**What is being asked**
Reproduce every item below with each occurrence of "one point per instance" replaced by "one point per object" and nothing else altered. Leave the pictures out.

[Material provided start]

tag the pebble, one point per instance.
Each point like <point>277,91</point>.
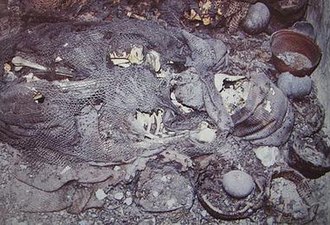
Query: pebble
<point>305,28</point>
<point>128,201</point>
<point>293,86</point>
<point>238,184</point>
<point>257,19</point>
<point>118,196</point>
<point>100,194</point>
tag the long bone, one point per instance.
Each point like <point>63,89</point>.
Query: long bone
<point>20,62</point>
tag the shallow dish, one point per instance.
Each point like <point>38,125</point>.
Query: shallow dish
<point>294,52</point>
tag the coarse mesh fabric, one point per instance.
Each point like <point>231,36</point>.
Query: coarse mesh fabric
<point>100,97</point>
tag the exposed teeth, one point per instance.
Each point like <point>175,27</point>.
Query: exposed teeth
<point>20,62</point>
<point>153,60</point>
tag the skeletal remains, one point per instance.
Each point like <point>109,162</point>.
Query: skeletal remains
<point>104,96</point>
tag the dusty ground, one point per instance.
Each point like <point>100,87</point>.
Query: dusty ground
<point>120,209</point>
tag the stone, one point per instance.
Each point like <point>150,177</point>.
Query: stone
<point>257,18</point>
<point>305,28</point>
<point>238,183</point>
<point>294,87</point>
<point>267,155</point>
<point>100,194</point>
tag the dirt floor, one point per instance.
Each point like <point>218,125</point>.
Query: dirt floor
<point>120,207</point>
<point>123,203</point>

[Material provided end]

**Exercise answer**
tag the pebble, one point per object.
Each point like <point>277,91</point>.
Query: pebble
<point>305,28</point>
<point>128,201</point>
<point>293,86</point>
<point>238,184</point>
<point>257,19</point>
<point>118,196</point>
<point>100,194</point>
tag the long bone, one point per object.
Each point like <point>63,89</point>.
Query: long bone
<point>20,62</point>
tag the shallow dish, one point per object.
Each point like <point>38,125</point>.
Query: shallow dish
<point>294,52</point>
tag the coarse mesh fabric, one point per object.
Each point like <point>231,36</point>.
Query: coarse mesh fabric
<point>100,97</point>
tag the exposed teeth, one point per object.
Each point like <point>175,27</point>.
Query: exposed teeth
<point>20,62</point>
<point>153,60</point>
tag the skeletal remains, one point per object.
Each point like <point>109,162</point>.
Query: skeletal remains
<point>104,96</point>
tag the dusty ground, one point per object.
Each point like <point>100,87</point>.
Query: dusty ground
<point>120,209</point>
tag the stone, one point per object.
Each point like <point>150,177</point>.
Query: stone
<point>257,18</point>
<point>305,28</point>
<point>238,183</point>
<point>294,87</point>
<point>267,155</point>
<point>100,194</point>
tag the dirt floor, one point per object.
Each point like <point>218,125</point>.
Query: dirt floor
<point>120,207</point>
<point>123,203</point>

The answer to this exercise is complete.